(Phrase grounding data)
━━━━━━━━━━

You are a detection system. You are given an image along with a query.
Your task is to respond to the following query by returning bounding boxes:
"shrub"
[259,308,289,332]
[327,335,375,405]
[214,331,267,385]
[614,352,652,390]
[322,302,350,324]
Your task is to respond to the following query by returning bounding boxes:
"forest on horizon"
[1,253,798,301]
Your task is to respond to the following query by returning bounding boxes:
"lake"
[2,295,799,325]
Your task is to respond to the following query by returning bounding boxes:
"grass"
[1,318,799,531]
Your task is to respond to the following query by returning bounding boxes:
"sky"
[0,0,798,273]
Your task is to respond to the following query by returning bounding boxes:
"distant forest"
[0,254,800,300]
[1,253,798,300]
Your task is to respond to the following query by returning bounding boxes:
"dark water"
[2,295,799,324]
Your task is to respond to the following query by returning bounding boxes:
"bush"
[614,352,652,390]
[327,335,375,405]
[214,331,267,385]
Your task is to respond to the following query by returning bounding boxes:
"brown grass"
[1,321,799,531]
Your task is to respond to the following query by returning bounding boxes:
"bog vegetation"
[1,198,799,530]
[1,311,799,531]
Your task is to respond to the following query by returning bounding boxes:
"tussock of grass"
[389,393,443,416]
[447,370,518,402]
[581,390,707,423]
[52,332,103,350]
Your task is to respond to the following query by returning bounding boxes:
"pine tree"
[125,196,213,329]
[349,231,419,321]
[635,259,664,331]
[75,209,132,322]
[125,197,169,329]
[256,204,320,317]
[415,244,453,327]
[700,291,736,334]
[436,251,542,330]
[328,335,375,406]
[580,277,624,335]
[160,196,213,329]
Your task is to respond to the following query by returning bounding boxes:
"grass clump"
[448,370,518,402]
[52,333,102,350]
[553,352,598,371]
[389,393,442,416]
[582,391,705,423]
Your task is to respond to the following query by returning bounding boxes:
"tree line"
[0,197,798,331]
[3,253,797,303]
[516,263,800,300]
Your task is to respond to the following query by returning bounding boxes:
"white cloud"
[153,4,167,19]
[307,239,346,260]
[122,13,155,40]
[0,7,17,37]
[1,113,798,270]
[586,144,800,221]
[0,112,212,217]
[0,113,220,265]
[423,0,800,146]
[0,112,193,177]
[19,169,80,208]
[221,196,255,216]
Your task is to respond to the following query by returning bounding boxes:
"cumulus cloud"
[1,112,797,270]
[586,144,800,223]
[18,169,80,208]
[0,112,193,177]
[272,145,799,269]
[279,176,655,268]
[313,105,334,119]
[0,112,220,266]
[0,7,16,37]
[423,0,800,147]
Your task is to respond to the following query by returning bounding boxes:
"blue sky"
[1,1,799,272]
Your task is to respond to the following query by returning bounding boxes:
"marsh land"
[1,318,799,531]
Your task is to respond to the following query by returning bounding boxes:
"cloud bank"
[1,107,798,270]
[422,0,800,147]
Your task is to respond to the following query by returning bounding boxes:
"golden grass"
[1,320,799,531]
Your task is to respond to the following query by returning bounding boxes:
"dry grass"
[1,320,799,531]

━━━━━━━━━━

TO DO: Output every entry exactly.

EXERCISE OUTPUT:
You are a detection system. You are given an image along with a query.
Your task is to respond to the following query by returning bounding boxes:
"shrub"
[259,308,289,332]
[327,335,375,405]
[214,331,267,385]
[614,352,652,390]
[322,302,350,324]
Your task is to respond to the following query by returning bounding boxes:
"forest on horizon"
[1,253,798,301]
Your task is to respond to the following query by returning bounding boxes:
"lake"
[2,295,799,325]
Your task is to respond to the following query by returning bounding boxes:
"grass"
[1,318,799,531]
Your task is to respond to the following query by returning bounding boxes:
"sky"
[0,0,798,273]
Your task is to respond to the following query by returning bounding boxes:
"distant forest"
[0,254,800,300]
[1,253,798,300]
Your task is to respond to the following query by returning bounding boxes:
"dark water"
[2,295,799,324]
Your task is to respond to the following query by returning bounding boxes:
"bush"
[614,352,652,390]
[327,335,375,405]
[214,331,267,385]
Your task is to respond to the following query by returning bounding boxes:
"brown grass"
[1,321,799,531]
Your task is to respond to the following query by returning bounding boxes:
"bog vegetation"
[1,198,799,530]
[1,311,799,531]
Your task is to respond to the following query by returning bounding boxes:
"tussock of grass"
[389,393,443,416]
[447,370,518,402]
[581,390,707,423]
[52,332,103,350]
Your task is to respond to the following query by returning bounding boxes:
"pine tree"
[125,196,213,329]
[349,231,419,321]
[635,259,664,331]
[75,209,132,322]
[125,197,169,329]
[256,204,320,317]
[415,244,453,327]
[700,291,736,334]
[436,251,542,330]
[328,335,375,406]
[580,277,624,335]
[160,196,213,329]
Your task is to respond to the following query by returning bounding boxes:
"grass clump"
[448,370,518,402]
[52,333,102,350]
[553,352,598,371]
[389,393,442,416]
[582,391,705,423]
Your task is to respond to the following query by returning bounding boxes:
"tree line"
[0,197,798,331]
[3,253,797,303]
[516,263,800,300]
Your task is to respond to the following query by returning bounding boxes:
"white cloud"
[153,4,167,19]
[307,239,346,260]
[122,13,155,40]
[0,7,17,37]
[1,113,798,270]
[586,144,800,221]
[0,112,212,217]
[0,113,220,265]
[423,0,800,146]
[0,112,193,177]
[19,169,80,208]
[221,196,255,216]
Your task is to respond to the following query by returning bounding boxes:
"cumulus cloud"
[1,112,797,270]
[586,144,800,223]
[18,169,80,208]
[0,112,193,177]
[272,145,799,269]
[279,176,655,268]
[313,105,334,119]
[0,112,220,266]
[0,7,16,37]
[423,0,800,147]
Your task is to respond to the following query by returning bounding boxes:
"blue sky"
[1,1,799,272]
Your task is to respond to the following query by returning bounding boxes:
"marsh land"
[1,318,799,531]
Your task is to respond to the following query by returning bounding boxes:
"cloud bank"
[1,107,798,270]
[422,0,800,147]
Your task is to respond to the following query by returning bounding boxes:
"golden grass"
[1,320,799,531]
Your task is to respond to the following query by returning bounding boxes:
"dry grass"
[1,320,799,531]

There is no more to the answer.